**演習の目的**
以下のデータセット行のうち、文字列「wall」を含む行をすべて抽出して返すこと。

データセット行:
· · · · ·

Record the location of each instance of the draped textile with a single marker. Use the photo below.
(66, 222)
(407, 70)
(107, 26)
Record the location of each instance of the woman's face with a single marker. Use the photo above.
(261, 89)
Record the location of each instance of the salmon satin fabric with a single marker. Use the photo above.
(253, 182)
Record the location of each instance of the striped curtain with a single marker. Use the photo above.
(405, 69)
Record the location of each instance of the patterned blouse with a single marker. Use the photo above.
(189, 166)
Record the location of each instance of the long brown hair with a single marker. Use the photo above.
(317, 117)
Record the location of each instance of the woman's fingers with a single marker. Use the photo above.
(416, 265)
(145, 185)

· · · · ·

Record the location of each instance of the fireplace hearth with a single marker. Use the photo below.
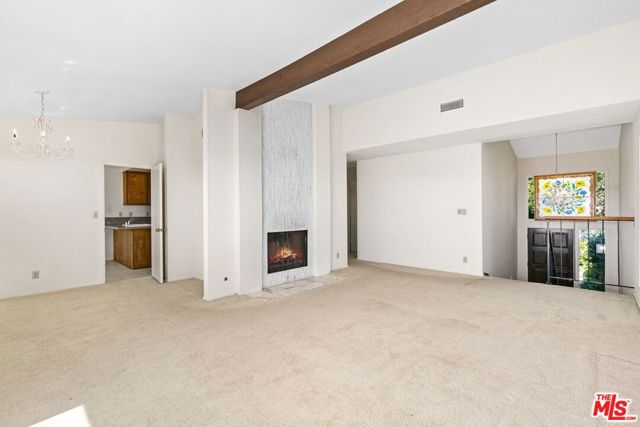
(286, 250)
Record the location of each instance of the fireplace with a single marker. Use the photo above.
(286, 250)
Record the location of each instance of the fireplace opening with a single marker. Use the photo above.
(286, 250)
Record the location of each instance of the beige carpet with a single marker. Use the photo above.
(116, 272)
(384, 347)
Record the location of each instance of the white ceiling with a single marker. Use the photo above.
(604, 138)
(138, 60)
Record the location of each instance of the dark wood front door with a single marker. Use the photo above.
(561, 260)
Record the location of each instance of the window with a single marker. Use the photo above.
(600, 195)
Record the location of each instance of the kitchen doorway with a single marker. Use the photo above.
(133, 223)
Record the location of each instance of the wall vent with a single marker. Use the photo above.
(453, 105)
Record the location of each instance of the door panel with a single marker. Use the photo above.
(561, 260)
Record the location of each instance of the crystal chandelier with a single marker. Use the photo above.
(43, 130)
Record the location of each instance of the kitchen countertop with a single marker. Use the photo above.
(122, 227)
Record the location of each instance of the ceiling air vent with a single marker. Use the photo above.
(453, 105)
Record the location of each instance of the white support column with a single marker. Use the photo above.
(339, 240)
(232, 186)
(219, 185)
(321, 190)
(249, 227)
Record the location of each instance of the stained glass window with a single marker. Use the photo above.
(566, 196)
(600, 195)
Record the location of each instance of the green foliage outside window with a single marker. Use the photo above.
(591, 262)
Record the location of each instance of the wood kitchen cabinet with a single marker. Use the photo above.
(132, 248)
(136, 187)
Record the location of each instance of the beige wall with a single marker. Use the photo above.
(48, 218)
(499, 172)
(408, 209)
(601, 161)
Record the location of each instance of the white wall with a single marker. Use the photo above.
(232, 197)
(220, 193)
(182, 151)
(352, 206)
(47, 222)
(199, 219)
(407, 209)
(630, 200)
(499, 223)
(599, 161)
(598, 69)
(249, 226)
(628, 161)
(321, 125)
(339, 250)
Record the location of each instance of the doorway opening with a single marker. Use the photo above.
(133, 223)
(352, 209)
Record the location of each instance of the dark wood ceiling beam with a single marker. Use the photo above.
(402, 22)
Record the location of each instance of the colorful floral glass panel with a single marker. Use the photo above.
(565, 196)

· · · · ·

**出力結果**
Record the location of each instance of the wall vent with a single marker. Use the photo above.
Record the location of each instance of the beige wall with a single marker. Use the photo above.
Record the location of each instance of the white wall with a single marker. Use the photo above.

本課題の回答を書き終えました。